* _What is expected_
Which lines below contain the word "balcony"? Select and copy each of them, treating uppercase and lowercase as different.

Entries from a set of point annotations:
▬▬▬

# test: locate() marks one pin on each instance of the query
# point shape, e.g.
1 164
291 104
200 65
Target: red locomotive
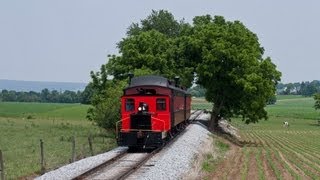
152 108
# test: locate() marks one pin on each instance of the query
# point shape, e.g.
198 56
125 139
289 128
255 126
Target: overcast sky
61 40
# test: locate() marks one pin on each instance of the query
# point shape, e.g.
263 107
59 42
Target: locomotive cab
150 108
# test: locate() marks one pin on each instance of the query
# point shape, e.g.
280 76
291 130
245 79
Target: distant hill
37 86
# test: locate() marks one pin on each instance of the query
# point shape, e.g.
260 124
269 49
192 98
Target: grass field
22 125
272 151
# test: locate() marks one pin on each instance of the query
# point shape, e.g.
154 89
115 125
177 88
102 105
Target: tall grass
22 125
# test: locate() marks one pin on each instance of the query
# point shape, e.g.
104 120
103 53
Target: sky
62 41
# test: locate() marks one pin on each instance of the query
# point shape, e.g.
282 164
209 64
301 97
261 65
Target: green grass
210 162
55 124
43 110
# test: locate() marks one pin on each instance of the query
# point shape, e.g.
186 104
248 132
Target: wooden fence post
42 157
90 144
73 155
1 166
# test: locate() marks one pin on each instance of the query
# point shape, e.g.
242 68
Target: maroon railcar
151 108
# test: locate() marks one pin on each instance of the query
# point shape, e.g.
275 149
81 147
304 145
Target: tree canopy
317 99
223 57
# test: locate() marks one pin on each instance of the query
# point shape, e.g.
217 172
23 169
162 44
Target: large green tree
237 79
317 99
223 57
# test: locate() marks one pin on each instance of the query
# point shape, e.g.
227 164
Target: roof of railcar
152 80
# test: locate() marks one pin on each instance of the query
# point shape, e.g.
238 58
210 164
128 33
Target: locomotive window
161 104
129 104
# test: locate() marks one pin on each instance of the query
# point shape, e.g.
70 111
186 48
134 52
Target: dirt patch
294 168
253 167
196 171
267 169
230 165
283 172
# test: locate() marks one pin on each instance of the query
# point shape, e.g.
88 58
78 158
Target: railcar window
129 104
161 104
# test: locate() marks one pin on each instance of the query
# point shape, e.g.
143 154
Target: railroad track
124 163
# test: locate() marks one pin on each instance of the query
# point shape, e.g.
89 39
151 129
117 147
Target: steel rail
100 166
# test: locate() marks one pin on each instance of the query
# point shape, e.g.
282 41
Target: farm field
22 125
272 151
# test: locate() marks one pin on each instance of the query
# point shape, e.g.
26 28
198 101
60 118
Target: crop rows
283 154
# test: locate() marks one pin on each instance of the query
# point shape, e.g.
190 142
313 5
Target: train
153 109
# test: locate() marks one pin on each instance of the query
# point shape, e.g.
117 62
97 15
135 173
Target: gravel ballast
174 161
75 169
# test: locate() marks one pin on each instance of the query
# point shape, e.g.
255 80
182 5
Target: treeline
197 91
304 88
47 96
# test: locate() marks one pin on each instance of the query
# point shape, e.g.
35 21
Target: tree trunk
215 116
214 121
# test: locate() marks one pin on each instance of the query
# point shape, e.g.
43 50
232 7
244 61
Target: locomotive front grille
141 121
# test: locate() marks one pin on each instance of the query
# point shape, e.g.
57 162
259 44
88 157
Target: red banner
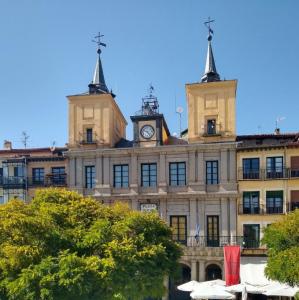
232 264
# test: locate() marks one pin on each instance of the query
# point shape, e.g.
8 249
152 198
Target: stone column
106 179
79 173
193 217
233 166
224 217
134 171
202 271
200 168
223 166
193 270
233 216
72 172
99 171
191 165
162 174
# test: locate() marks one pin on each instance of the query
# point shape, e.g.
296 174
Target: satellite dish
179 109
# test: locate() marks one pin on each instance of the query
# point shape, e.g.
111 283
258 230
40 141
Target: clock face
147 131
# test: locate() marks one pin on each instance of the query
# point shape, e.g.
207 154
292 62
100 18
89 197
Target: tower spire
210 69
98 85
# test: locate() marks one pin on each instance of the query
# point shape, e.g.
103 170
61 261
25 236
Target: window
90 173
212 231
251 233
89 138
294 166
58 175
294 200
211 126
212 172
251 202
177 173
251 168
121 176
275 167
274 202
38 175
148 175
179 228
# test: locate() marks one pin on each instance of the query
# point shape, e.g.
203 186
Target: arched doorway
213 272
184 275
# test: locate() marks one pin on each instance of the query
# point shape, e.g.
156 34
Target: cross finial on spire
97 40
210 31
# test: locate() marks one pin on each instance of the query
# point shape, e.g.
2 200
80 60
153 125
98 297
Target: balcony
267 174
88 139
49 180
13 182
260 210
207 241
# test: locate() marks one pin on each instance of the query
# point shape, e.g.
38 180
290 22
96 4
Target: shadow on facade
184 275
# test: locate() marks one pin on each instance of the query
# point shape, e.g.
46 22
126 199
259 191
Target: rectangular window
251 202
275 167
251 234
274 202
294 166
251 168
149 174
177 173
90 175
179 228
121 176
58 176
89 138
294 200
212 231
212 172
211 126
38 175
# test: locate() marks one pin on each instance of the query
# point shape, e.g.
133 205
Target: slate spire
210 69
98 85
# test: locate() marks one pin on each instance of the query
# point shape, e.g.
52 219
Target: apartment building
191 182
268 177
22 171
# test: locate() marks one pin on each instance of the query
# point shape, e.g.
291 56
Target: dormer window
89 138
211 126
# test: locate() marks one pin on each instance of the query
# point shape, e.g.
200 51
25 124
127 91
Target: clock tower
150 128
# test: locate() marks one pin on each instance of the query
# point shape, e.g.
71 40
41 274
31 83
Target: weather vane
210 31
97 40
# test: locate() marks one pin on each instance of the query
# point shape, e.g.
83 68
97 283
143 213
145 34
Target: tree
64 246
282 240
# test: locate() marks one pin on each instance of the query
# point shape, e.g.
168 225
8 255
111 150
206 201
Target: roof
268 140
29 151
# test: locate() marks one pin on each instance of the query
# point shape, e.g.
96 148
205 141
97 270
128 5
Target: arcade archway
213 272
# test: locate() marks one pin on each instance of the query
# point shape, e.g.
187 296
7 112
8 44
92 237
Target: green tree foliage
64 246
282 240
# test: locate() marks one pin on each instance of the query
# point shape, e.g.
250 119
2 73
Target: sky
46 53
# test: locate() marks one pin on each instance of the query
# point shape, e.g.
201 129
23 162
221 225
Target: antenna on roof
25 138
179 111
277 121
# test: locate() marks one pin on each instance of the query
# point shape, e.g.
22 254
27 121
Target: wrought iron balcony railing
208 241
267 174
13 182
48 180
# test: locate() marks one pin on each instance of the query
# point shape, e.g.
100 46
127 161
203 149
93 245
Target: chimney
7 145
277 131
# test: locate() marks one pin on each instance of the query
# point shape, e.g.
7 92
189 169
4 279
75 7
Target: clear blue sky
46 53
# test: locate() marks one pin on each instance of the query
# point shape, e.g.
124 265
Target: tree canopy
282 240
64 246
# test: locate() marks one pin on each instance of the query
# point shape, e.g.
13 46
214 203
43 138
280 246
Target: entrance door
212 231
183 276
213 272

▬▬▬

* _Complete output_
Target: balcony
Target: wrought iron balcony railing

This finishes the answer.